__Task 1__: From the passage on Lucid's 2016 presidential poll, print everything between "After the Election, we" and "of the population.", inclusive.
__Task 2__: Continue the passage on Lucid's 2016 presidential poll from its final sentence.

If you’re here, you might or might not know that Lucid is a technology company that’s been transforming the market research space. Our marketplace for online survey-takers, Fulcrum, gives pollsters and other students of public opinion an incredible resource for research experimentation. In 2016, we ran our first ever Presidential poll to experiment for ourselves and to showcase our toolset.
After the Election, we started an effort to understand why our poll and others were unable to accurately predict Donald Trump’s electoral college victory. Today, we’re releasing all of the polling data we collected during the 2016 cycle to GitHub for open-source analysis by any interested parties. We’re so excited to keep learning from this experience and how we can refine our strategy for next time.
Internally, we identified three areas that we wanted to examine further.
Sample bias – Systematic differences between your research subjects and population of interest.
Modelling error – Flawed weighting or post-stratification strategies that fit the sample to an inaccurate or biased projection of the population.
Response bias – Did the questions asked of survey-takers somehow encourage or bias them to answer a certain way?

__Records supplied__:
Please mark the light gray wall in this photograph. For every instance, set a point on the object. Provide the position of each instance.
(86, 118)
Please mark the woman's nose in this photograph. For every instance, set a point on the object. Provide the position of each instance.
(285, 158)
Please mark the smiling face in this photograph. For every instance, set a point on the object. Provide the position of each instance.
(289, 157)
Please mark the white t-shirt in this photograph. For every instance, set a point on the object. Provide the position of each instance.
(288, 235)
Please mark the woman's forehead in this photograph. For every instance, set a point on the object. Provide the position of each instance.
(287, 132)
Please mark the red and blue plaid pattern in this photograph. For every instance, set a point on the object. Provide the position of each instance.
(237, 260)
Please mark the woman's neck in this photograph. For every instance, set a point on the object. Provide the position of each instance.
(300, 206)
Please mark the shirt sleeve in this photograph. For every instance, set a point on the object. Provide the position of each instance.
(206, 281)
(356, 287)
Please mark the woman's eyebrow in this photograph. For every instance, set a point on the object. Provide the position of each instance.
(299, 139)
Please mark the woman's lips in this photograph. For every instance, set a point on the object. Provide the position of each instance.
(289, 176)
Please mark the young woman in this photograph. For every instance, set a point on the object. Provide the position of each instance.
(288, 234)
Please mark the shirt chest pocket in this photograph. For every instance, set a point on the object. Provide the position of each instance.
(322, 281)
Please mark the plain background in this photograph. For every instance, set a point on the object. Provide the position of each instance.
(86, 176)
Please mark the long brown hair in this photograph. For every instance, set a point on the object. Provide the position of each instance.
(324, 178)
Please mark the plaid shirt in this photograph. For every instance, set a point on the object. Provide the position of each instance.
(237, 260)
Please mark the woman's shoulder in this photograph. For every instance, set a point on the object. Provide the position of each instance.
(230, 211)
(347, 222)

__Result 1__:
After the Election, we started an effort to understand why our poll and others were unable to accurately predict Donald Trump’s electoral college victory. Today, we’re releasing all of the polling data we collected during the 2016 cycle to GitHub for open-source analysis by any interested parties. We’re so excited to keep learning from this experience and how we can refine our strategy for next time.
Internally, we identified three areas that we wanted to examine further.
Sample bias – Systematic differences between your research subjects and population of interest.
Modelling error – Flawed weighting or post-stratification strategies that fit the sample to an inaccurate or biased projection of the population.

__Result 2__:
Online polls like ours have become more common over the last few elections in response to growing concern over the feasibility and reliability of telephone polls. Several factors undermine the traditional, random sample telephone poll. The most existential involves shifting technology. Fewer people have landlines on which they can be reached and those who do are increasingly less likely to answer them and agree to participate in a survey opportunity. Increasing rates of non-response impact both cellphone and landline users because of call-screening technology and because of a decreasing willingness to participate in a survey. Not only does this make conducting telephone polls more difficult and more expensive, it increases the likelihood that the population of people available and willing to take a random phone survey is no longer representative of the population at-large.
Not all online polls are alike. Some researchers believe the way forward is to develop a community of survey takers or a “panel” that can be drawn from in various ways for a survey opportunity. There are a variety of means, however, through which those panels are constructed and sampled from. Some panels are built through random invitation, others are curated to be representative, others are open to all.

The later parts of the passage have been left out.